* start The input *

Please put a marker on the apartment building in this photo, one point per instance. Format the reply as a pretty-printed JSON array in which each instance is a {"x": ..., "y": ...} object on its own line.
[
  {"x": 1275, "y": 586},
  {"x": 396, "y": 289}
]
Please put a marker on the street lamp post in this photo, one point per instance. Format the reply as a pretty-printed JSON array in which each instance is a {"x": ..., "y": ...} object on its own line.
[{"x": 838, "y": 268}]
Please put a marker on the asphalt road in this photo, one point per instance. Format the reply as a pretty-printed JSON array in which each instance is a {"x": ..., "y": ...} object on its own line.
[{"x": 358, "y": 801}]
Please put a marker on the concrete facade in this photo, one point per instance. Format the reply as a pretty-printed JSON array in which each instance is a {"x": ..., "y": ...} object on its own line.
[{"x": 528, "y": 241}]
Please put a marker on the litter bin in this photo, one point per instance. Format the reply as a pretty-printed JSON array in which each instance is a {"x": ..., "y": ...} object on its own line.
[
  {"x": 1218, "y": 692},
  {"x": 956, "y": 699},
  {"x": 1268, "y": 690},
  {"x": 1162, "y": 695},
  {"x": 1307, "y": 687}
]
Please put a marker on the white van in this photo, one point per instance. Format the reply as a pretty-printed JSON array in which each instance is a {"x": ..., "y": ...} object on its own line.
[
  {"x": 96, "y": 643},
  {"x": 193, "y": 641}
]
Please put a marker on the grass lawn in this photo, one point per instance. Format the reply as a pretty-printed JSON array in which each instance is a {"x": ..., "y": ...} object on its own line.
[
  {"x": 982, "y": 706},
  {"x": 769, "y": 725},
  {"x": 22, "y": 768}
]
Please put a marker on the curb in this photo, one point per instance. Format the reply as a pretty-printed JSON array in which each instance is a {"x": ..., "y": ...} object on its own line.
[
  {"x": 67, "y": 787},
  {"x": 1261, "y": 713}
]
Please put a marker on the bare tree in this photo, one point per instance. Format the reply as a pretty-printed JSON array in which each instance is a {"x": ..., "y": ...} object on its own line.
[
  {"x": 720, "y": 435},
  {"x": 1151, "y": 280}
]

* end The input *

Reproduce every row above word for word, changing nothing.

Finished answer:
Please put a marker on the apartment building in this photo, one point per instance. Format the reply as a pretty-printed JSON array in which each instance is a {"x": ..., "y": ...} object on its own line.
[
  {"x": 1275, "y": 586},
  {"x": 396, "y": 289}
]
Please put a marker on the street lamp post in this photo, one point per instance. Format the reply as a pretty-printed JSON array in which each instance is a {"x": ..., "y": ...} object on its own line.
[{"x": 838, "y": 268}]
Please put a marker on the asphalt road in this photo, one point per instance. Format the reply as a pretty-printed JSON array in which each instance is a {"x": ..., "y": ...} object on its own line.
[{"x": 358, "y": 801}]
Please put a marker on the concrete facade in this photo, one point per instance. Format the reply as a pretty-printed JSON array in which each instance is a {"x": ..., "y": ...} object on its own line.
[{"x": 528, "y": 241}]
Please put a marker on the litter bin in this photo, one point per instance. Format the reply as a pretty-printed JSON array in which each instance is a {"x": ..., "y": ...} object on its own line.
[
  {"x": 1218, "y": 692},
  {"x": 956, "y": 699},
  {"x": 1268, "y": 690},
  {"x": 1162, "y": 695},
  {"x": 1307, "y": 687}
]
Please put a marker on the white van in this photo, one point per instance. Format the reply as a pretty-printed JSON array in which each instance is a {"x": ..., "y": ...} object on its own line.
[
  {"x": 96, "y": 643},
  {"x": 193, "y": 641}
]
Please put a marker on the grass lawn in this photo, one point per instance. Format the reply as a pretty-printed JSON array in which each instance is a {"x": ..., "y": ...} object on its own line.
[
  {"x": 982, "y": 706},
  {"x": 769, "y": 725},
  {"x": 22, "y": 768}
]
Please put a marker on the curb in this photo, one point per instance. Format the reply as a pretty-printed JSON array in which each instance is a {"x": ..., "y": ...} object on its own line.
[
  {"x": 67, "y": 787},
  {"x": 1261, "y": 713}
]
Please put a marker on the bare tree in this photo, one point per instance. Format the reply as a pretty-printed JSON array in which each instance is a {"x": ..., "y": ...} object on its own line.
[
  {"x": 720, "y": 435},
  {"x": 1151, "y": 280}
]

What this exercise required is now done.